- _TASK DIRECTIONS_
When the line containing "730, row 95." is found in the data below, copy it and each line after it through the line containing "287, row 92.", exactly and with no others.

(Records drawn from a dataset)
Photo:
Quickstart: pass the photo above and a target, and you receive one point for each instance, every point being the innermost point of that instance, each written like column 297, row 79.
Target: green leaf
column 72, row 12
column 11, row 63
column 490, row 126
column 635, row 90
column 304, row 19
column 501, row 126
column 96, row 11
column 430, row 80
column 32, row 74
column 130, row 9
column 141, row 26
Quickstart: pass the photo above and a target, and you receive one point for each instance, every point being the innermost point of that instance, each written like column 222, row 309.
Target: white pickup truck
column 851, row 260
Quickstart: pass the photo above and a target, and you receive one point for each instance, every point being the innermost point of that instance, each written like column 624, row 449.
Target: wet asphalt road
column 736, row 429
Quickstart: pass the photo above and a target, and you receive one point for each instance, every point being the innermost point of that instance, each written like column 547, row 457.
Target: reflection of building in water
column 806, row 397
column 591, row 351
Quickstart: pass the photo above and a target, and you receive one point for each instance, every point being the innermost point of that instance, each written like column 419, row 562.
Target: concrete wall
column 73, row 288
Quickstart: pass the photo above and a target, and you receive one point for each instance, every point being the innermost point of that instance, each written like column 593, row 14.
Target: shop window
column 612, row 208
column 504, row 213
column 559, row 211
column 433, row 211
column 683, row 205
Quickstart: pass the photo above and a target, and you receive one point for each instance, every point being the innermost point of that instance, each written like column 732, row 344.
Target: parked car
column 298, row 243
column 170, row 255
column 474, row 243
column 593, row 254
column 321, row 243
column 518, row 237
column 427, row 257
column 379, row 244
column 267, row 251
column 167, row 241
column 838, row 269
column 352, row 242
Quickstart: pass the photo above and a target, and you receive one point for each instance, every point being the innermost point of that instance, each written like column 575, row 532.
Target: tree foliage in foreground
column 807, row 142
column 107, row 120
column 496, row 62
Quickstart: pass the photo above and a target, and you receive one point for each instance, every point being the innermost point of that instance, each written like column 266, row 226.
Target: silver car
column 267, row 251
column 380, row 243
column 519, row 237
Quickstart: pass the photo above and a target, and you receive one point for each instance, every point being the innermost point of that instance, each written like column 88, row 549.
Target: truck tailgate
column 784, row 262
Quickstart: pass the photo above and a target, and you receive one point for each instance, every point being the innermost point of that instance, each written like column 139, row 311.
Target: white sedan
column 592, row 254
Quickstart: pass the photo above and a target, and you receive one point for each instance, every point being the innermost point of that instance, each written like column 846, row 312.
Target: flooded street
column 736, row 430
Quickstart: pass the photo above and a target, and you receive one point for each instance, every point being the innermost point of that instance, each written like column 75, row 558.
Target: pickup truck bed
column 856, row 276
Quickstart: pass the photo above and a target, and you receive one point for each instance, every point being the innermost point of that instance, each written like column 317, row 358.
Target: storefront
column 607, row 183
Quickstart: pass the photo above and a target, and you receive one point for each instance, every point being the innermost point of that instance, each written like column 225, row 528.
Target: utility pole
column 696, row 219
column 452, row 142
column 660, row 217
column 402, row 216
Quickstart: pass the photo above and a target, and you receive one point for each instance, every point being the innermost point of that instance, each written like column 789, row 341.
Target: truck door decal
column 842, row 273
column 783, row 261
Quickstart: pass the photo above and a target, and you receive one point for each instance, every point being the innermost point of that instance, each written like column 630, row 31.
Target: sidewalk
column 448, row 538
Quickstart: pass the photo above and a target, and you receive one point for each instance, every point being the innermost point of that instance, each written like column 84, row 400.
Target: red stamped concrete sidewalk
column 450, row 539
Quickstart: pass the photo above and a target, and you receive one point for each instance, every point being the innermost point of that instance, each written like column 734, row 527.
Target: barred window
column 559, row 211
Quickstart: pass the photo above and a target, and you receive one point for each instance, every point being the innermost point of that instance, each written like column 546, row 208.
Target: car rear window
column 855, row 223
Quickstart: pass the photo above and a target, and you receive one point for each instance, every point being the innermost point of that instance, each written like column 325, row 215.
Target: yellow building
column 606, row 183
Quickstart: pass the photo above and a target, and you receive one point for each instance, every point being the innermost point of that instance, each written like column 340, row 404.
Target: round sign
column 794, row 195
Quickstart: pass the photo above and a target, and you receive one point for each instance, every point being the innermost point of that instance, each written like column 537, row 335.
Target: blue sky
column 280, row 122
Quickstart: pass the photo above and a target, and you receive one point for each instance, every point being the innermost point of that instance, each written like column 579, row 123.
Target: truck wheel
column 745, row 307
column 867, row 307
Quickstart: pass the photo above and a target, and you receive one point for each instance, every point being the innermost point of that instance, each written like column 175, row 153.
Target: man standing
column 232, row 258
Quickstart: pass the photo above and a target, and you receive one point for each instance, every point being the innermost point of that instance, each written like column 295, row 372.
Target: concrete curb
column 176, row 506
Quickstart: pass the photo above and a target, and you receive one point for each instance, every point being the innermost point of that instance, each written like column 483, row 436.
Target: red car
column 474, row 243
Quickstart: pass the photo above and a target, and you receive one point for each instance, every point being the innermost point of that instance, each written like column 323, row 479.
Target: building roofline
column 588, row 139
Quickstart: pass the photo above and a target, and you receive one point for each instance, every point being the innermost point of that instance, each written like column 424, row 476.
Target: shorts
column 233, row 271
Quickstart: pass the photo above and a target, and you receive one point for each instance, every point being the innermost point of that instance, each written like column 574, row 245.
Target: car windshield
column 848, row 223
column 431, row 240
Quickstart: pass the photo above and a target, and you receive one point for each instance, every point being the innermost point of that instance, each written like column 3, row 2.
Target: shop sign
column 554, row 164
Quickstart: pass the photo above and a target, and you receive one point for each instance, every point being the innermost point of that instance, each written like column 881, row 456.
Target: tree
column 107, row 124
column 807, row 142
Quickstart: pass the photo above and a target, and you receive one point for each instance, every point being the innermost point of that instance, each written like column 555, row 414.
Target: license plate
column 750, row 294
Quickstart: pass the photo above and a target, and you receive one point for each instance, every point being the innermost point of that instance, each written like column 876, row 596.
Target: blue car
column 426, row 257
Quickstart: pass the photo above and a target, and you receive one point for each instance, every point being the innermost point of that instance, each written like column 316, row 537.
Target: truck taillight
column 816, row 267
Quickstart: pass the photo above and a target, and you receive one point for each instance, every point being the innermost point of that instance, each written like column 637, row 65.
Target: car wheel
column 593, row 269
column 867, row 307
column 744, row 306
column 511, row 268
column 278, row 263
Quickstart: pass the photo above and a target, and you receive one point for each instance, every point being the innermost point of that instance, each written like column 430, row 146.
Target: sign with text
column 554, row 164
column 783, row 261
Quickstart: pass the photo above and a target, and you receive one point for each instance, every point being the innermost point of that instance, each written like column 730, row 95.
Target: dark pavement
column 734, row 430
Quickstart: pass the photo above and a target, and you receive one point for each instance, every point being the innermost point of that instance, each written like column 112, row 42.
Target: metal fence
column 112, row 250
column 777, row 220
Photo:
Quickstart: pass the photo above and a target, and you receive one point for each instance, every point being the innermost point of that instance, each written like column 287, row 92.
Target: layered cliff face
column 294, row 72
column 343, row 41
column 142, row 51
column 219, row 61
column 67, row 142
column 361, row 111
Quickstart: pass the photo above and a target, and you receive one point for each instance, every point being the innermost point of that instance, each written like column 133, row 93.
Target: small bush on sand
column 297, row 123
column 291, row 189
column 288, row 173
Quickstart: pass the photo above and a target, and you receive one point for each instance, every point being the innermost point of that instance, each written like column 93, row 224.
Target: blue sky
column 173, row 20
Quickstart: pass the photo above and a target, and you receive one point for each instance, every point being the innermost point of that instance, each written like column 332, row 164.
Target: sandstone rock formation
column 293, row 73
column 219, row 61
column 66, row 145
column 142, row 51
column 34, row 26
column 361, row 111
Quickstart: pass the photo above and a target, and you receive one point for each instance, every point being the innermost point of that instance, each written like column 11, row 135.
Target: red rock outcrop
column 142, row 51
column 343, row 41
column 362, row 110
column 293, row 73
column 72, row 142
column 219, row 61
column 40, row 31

- _WRITTEN RESPONSE_
Quickstart: pass the photo above and a target, and you receive one point for each instance, every point being the innermost point of that instance, each written like column 730, row 95.
Target: dark pavement
column 734, row 430
Quickstart: pass the photo above and a target, and you receive one point for each instance, every point being the innermost point of that instance, each written like column 112, row 42.
Target: metal fence
column 112, row 250
column 777, row 220
Photo:
Quickstart: pass the photo above and a target, and you receive one point for each instance, every point being the innermost point of that instance, each written like column 287, row 92.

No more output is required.